[Excerpted text]:
---+---

As it has been like living in a monsoon region lately, we haven’t been doing very many ’summer’ things. Yesterday, we finally hit the pool after what seems like months. On the fourth of July, as it rained we didn’t get to. However, I had to skim and vacuum the pool out because apparently bugs like the smell of fireworks. I guess. I don’t really know, but the pool was literally covered with a gajillion bugs. Yuck.
Today, there is a predicted high of 87 degrees. Afternoon showers, scattered and widespread. This morning, I’m going to turn Annie and Gracie’s world upside-down and blow off any and all responsibilities until afternoon. We’re going swimming, baby!
We have a ‘meet the doctor’ appointment with a prospective pediatrician on the 14th. At 7:30 in the evening, if you can believe that. I couldn’t. She is in the same practice as Noah’s pediatrician, so I guess you could say she comes highly recommended. Getting their records from Dr. Shergill is not something I’m particularly looking forward to, for some reason. Like I’m betraying the office girls or something. It’s hard to explain. I know, I know. I’m doing what’s best for my girls. It just feels wierd.

---+---

[Work item]:
Answer these questions from the journal entry above:
(a) What two things did the writer have to do to the pool after the fourth of July?
(b) What is the predicted high temperature for today?
(c) At what time is the appointment with the prospective pediatrician?

---+---

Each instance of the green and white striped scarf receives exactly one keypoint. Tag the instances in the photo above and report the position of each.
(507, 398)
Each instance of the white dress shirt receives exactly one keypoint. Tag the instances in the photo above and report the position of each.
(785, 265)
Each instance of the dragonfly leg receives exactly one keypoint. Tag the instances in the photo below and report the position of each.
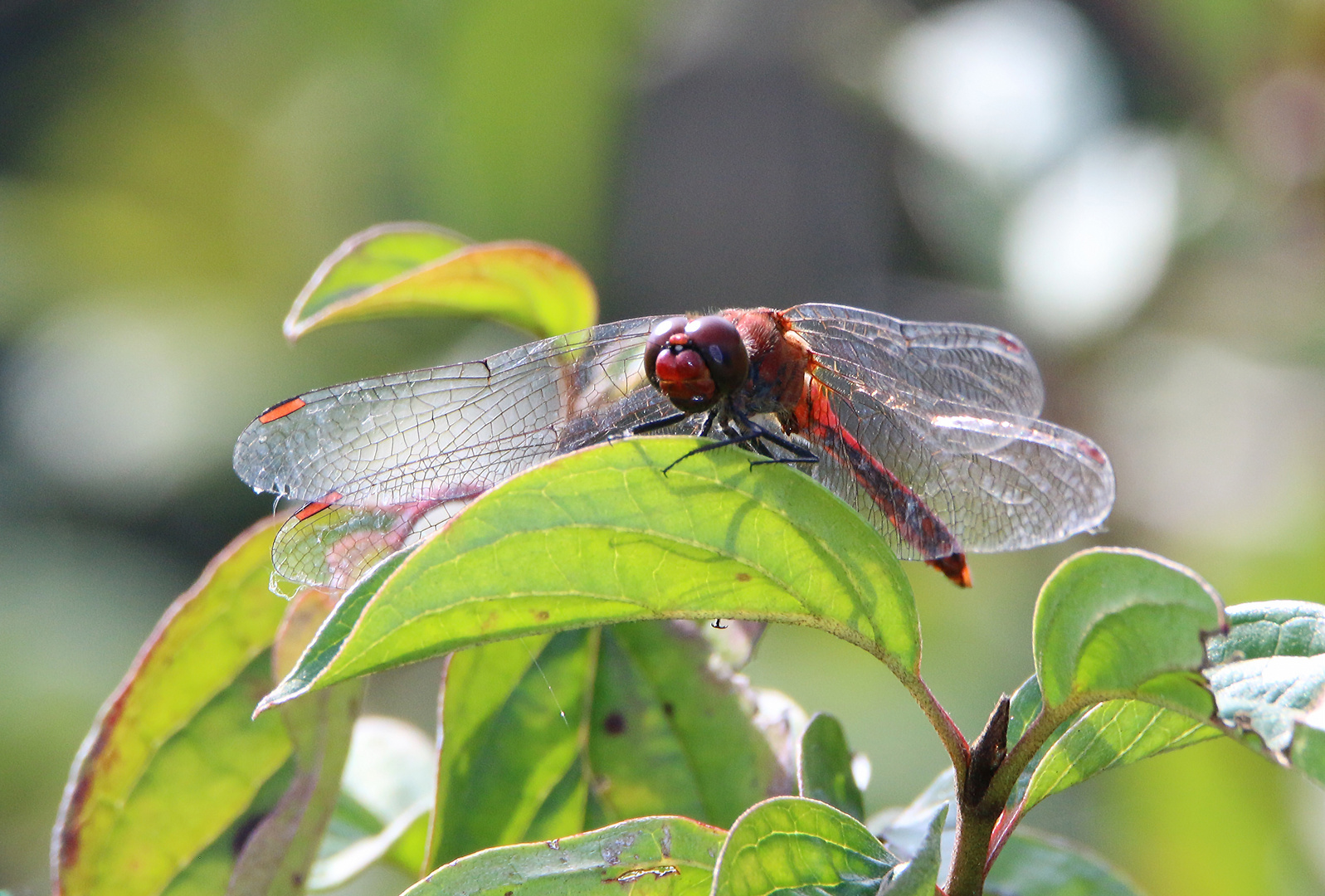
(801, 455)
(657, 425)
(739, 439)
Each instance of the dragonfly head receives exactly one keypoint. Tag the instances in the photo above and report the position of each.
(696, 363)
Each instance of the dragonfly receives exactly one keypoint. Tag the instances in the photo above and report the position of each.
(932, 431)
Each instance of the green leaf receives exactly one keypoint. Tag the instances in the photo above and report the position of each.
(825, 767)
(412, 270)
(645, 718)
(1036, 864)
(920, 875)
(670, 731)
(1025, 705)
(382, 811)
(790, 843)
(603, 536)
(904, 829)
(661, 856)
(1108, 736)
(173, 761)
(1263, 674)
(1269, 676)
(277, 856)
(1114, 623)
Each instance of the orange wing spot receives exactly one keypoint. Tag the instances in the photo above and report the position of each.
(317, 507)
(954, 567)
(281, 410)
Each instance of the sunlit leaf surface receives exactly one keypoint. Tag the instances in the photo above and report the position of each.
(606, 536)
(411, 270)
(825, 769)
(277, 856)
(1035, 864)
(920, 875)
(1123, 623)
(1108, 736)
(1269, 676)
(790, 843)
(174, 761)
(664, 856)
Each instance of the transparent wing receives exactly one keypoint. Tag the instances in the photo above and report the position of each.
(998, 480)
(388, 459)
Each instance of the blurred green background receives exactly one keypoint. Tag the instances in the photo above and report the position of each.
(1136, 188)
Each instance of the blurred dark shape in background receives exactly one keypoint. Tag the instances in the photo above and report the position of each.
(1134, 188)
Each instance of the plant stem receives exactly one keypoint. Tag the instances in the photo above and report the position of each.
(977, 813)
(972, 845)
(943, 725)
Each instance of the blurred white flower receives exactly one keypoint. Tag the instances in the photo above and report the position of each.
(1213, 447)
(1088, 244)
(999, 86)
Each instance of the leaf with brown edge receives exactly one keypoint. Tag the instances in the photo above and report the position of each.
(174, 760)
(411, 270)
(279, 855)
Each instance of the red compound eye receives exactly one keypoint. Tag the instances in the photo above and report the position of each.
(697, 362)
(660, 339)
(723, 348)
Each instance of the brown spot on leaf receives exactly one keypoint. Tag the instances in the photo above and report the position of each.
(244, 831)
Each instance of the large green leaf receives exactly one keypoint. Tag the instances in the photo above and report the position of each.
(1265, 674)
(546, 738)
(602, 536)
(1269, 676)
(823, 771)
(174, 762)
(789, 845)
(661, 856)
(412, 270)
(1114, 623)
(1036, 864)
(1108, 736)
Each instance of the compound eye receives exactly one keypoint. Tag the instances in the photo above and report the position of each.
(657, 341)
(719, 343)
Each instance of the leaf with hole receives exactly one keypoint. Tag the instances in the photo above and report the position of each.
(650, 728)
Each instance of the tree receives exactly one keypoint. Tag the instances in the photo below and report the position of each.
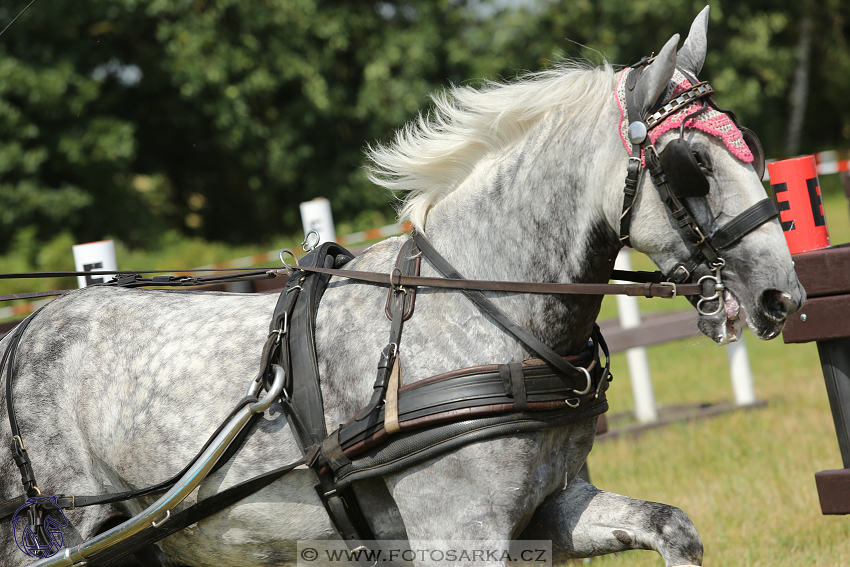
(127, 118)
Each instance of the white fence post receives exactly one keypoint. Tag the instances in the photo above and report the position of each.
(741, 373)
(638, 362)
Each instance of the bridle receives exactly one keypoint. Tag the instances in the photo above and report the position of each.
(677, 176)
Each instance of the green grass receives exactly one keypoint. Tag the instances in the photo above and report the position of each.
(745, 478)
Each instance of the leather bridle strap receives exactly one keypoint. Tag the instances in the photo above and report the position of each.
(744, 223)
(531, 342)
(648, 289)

---+---

[Answer area]:
(a) Skim it and vacuum it out.
(b) 87 degrees.
(c) 7:30 in the evening.